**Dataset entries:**
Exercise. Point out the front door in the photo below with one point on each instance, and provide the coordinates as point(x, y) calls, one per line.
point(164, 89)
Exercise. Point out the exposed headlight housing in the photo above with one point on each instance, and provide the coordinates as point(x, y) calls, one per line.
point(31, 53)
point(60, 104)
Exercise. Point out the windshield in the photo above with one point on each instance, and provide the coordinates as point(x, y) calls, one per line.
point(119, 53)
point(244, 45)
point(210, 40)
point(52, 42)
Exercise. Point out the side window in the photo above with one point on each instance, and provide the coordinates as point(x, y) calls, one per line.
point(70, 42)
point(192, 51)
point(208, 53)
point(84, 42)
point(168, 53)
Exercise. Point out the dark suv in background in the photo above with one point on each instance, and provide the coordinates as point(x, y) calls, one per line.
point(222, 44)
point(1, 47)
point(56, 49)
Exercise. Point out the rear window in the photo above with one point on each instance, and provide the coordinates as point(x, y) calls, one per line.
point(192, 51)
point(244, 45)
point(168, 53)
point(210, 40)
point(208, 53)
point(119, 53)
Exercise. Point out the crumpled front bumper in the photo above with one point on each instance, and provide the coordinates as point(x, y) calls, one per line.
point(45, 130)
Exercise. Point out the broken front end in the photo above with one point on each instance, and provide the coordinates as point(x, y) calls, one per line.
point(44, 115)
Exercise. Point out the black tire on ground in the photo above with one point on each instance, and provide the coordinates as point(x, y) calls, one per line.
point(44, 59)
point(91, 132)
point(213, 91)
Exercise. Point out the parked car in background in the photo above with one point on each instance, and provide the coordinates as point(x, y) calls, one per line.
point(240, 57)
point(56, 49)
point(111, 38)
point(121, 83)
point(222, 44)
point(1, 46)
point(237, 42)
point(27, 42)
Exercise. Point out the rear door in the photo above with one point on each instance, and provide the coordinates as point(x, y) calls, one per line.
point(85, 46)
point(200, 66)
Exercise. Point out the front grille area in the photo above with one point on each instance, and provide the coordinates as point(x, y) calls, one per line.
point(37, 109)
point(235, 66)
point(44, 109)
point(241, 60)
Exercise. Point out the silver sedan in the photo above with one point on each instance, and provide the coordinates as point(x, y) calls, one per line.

**What is needed:**
All of the records above are to be set down again exactly.

**Task result:**
Exercise. Point out the front door in the photo below with one point on each instance, and provide the coordinates as point(x, y) calls, one per line.
point(164, 89)
Exercise. Point out the exposed headlight housing in the photo above with one point on each instance, and provide the coordinates as point(x, y) calls, one per line.
point(31, 53)
point(60, 104)
Exercise. Point out the windshield in the photo above with one point on each instance, and provide the coordinates as point(x, y) calls, one per line.
point(119, 53)
point(244, 45)
point(210, 40)
point(52, 42)
Exercise. Point out the side window in the photo above with one point on each instance, and provide the coordinates as point(x, y) calls, one per line.
point(70, 42)
point(192, 51)
point(208, 53)
point(84, 42)
point(168, 53)
Exercise. Point out the dark suv in background in the photo above with one point on each instance, and provide the coordinates as point(x, y) calls, one per line.
point(222, 44)
point(1, 47)
point(56, 49)
Exercise. Point out the rear window in the photo above with one point on each instance, and provide the coordinates as point(x, y) calls, one per line.
point(192, 51)
point(244, 45)
point(168, 53)
point(210, 40)
point(208, 53)
point(119, 53)
Exercise. Point out the crumpled front bumper in the photo above with one point on each instance, and provide the coordinates as point(x, y) calls, one per line.
point(45, 130)
Exercise. Point out the broken front end in the photo above with one point on each instance, and provide the coordinates as point(x, y) calls, one per line.
point(44, 115)
Exercise. Point out the black tire on ground in the photo above with one point on each instance, and provide the coordinates as point(x, y) calls, one per line.
point(44, 59)
point(91, 132)
point(213, 91)
Exercise. Point out the parked car in background in the photo above with one point on each instance, and provide the coordinates as point(x, y) calls, one per line.
point(240, 57)
point(56, 49)
point(111, 38)
point(121, 83)
point(222, 44)
point(1, 46)
point(237, 42)
point(27, 42)
Exercise. Point out the rear door in the photo above with one point on each instance, and provide the coordinates as point(x, y) calls, one per line.
point(85, 46)
point(200, 66)
Exercise. Point out the front grille area in the photo above with one point on each instance, and provide the coordinates as point(x, y) calls, one per line.
point(37, 109)
point(235, 66)
point(44, 109)
point(241, 60)
Exercise. Point out the silver sedan in the photo above with one point on each instance, and provide the coordinates as point(x, y) calls, one per line.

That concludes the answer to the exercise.